▶ [SHORT EXERCISE 1]
Answer these questions from the book review below:
(a) Who leads the group in the Blood Spire story?
(b) How did Celestine from Diamond Dogs get her remarkable mathematical skills?
(c) What two events disrupt Naqi's peaceful life?

▶ [DOCUMENT SEGMENT]

· · ·

It's a great story, but more than once I wanted to reach into the page and smack someone over the head. Most often the aforementioned Childe, who is the leader of the group. The story is more about the reactions of the characters to the Blood Spire than it is about the Spire itself; unfortunately, most of the characters are, by any standard measure, insane.

Turquoise Days introduces us to another alien artifact, in this case the Pattern Jugglers, a planet-wide semi-sentient ocean of alien nano-machines with a propensity for fiddling with people's brains. Celestine from Diamond Dogs obtained her remarkable mathematical skills from immersion in a Pattern Juggler ocean on another planet.

Naqi is a researcher studying the behaviour of the PJs; though it doesn't appear that she or any of her fellow researchers are actually learning very much, as opposed to just collecting data for the sake of collecting data. Naqi's peaceful life is disrupted twice, first when the Pattern Jugglers eat her sister, then again when a starship arrives bearing a team of fellow researchers who are Not What They Seem.

And Naqi has an adventure.

And that's it, basically. Turquoise Days is neither as striking nor as unsettling as Diamond Dogs. We learn more of the Pattern Jugglers than we do of the Blood Spire, though again what we learn is all what and little why, which is fine in physics but unsatisfying in a story. The only point that strained my credulity was when the PJ-sea rose up to swat a low-flying shuttle out of the sky, but I'd hate to say that it's impossible.

I would, regardless of the character flaws of the, uh, characters, recommend Diamond Dogs, Turquoise Days to anyone interested in what people in the early days of the 21st thought the future might be like, and what it might indeed still turn out to be.

· · ·

▶ [SHORT EXERCISE 2]
Turn the records from the line with "Identify one point" through the end of the records into a Markdown table with columns n and Line, one numbered row per line, leaving out blank lines.

Point labeling dataset excerpts:
· · ·

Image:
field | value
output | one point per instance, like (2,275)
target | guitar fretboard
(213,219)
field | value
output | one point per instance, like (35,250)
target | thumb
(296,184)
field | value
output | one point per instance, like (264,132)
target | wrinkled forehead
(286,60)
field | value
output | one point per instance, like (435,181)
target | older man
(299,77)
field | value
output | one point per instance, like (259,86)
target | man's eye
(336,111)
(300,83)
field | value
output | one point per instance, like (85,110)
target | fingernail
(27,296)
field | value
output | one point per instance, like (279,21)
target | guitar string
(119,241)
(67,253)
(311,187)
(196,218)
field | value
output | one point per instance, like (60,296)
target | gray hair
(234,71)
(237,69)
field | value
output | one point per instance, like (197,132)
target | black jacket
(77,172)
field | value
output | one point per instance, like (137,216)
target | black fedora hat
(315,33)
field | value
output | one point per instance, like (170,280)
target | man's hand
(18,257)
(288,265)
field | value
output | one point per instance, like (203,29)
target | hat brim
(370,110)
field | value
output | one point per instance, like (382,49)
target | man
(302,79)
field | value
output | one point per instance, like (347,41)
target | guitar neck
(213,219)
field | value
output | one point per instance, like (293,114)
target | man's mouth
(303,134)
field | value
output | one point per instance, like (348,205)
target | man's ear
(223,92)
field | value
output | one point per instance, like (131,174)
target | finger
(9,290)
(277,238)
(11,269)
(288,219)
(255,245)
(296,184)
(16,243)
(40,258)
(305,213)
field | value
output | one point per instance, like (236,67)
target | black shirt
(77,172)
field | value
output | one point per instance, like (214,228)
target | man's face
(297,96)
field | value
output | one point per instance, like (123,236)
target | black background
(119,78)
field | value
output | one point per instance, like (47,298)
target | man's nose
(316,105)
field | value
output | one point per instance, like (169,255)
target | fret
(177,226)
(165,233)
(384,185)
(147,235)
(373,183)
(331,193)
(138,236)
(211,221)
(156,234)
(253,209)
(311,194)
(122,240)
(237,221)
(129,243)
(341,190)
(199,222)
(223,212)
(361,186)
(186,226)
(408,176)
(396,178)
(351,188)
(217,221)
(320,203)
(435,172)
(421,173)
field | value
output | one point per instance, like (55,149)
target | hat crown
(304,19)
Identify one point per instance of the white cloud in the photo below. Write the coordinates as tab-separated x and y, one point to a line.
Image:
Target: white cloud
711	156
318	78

· · ·

▶ [FINISHED ANSWER 1]
(a) Childe.
(b) From immersion in a Pattern Juggler ocean on another planet.
(c) First the Pattern Jugglers eat her sister, then a starship arrives bearing a team of fellow researchers who are Not What They Seem.

▶ [FINISHED ANSWER 2]
| n | Line |
|---|---|
| 1 | Identify one point per instance of the white cloud in the photo below. Write the coordinates as tab-separated x and y, one point to a line. |
| 2 | Image: |
| 3 | Target: white cloud |
| 4 | 711	156 |
| 5 | 318	78 |